* Goal *
Repeat all of the material below word for word, leaving the pictures out of your answer.

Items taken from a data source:
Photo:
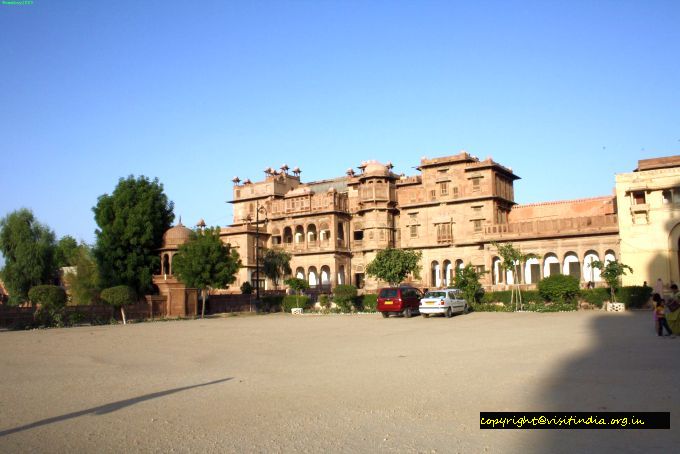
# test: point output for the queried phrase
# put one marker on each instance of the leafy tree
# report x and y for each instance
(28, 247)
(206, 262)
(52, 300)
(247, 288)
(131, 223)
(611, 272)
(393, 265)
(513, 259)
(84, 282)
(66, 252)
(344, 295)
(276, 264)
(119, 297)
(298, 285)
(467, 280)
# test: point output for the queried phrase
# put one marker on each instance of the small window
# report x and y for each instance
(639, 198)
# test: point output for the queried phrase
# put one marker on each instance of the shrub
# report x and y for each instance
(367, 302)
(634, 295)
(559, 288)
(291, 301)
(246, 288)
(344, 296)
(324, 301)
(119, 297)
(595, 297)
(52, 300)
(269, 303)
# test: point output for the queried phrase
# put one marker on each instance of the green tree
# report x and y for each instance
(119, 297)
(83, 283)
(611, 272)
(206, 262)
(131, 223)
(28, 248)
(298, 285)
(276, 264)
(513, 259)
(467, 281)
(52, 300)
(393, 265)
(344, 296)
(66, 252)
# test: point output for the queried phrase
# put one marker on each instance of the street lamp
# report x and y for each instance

* Answer below *
Photo:
# test: point output for the queried phrase
# put one marker on each instance of the leafy tree
# report x and y for each instance
(28, 247)
(206, 262)
(52, 300)
(247, 288)
(131, 223)
(611, 272)
(393, 265)
(513, 259)
(84, 282)
(66, 252)
(344, 295)
(276, 264)
(119, 297)
(298, 285)
(467, 280)
# test: point output for the queried phrase
# put one marker on each instance of the small window
# report x and y for each instance
(639, 198)
# test: point output for the queried phrase
# put one marker on each instance of the shrub
# report x and y for each instance
(367, 302)
(634, 295)
(559, 288)
(291, 301)
(246, 288)
(344, 296)
(324, 301)
(119, 297)
(595, 297)
(52, 300)
(269, 303)
# test: point output for the queried phrase
# put one marker on each instance of the green tree
# report x and y for each instance
(119, 297)
(83, 283)
(611, 272)
(206, 262)
(131, 223)
(28, 248)
(298, 285)
(276, 264)
(513, 259)
(467, 281)
(52, 300)
(393, 265)
(344, 296)
(66, 252)
# test: point output for the queried phrase
# put one marker on each instance of the street lamp
# report x and y for each instance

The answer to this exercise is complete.